*** Material supplied ***

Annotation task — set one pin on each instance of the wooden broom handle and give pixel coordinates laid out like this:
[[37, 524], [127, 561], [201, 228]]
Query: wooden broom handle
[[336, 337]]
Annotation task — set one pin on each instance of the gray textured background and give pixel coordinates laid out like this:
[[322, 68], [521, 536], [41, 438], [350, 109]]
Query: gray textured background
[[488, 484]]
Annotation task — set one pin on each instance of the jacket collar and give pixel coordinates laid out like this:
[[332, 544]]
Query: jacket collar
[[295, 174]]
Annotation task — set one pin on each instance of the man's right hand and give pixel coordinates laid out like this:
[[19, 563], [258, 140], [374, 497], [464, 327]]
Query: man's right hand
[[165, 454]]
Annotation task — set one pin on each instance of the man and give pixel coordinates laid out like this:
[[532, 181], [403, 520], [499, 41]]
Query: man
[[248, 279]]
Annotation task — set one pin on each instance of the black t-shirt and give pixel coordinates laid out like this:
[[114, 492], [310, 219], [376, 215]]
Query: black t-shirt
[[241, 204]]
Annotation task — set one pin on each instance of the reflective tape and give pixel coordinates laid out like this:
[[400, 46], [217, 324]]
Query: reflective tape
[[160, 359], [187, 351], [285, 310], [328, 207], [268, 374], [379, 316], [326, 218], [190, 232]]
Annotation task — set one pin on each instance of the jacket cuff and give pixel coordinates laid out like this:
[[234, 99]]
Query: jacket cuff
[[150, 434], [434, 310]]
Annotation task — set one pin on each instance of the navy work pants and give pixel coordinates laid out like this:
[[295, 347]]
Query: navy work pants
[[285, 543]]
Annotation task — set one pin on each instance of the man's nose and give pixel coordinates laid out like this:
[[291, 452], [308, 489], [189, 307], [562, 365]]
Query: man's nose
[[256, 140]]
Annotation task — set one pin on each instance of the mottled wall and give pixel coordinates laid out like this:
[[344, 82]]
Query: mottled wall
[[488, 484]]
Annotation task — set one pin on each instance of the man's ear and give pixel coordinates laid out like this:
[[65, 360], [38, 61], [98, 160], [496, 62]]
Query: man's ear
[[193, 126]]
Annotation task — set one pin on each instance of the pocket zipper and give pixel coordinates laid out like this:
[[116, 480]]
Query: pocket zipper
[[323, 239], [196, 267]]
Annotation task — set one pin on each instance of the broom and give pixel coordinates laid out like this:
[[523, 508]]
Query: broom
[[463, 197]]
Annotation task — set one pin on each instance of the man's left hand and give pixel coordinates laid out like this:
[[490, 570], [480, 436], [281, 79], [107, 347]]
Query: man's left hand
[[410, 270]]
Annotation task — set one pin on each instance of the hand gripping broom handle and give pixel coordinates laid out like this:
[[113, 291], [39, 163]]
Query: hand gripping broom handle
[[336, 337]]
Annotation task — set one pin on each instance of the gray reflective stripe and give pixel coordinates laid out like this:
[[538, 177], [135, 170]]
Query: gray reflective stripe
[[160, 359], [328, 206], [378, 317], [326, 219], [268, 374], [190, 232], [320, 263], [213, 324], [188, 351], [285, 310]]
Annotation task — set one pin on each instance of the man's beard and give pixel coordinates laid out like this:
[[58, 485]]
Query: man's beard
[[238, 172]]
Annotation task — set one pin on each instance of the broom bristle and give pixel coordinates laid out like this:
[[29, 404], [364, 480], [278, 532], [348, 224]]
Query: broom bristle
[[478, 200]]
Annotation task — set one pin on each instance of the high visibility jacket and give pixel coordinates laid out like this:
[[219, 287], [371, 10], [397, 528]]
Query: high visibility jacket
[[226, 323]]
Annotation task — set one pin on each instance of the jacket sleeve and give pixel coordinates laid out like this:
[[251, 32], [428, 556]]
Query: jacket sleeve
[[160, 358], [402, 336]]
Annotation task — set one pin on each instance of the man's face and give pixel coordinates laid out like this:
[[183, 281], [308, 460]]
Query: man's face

*** End of Material supplied ***

_Task objective:_
Transcribe the entries above word for word, from the first line through the line containing "the gray textured", and nothing else.

_Answer to this exercise:_
Annotation task — set one pin on each instance of the wooden broom handle and give pixel coordinates laid out like this:
[[37, 524], [127, 561], [201, 228]]
Query: wooden broom handle
[[336, 337]]
Annotation task — set one pin on each instance of the gray textured background and give pixel coordinates laid out like this:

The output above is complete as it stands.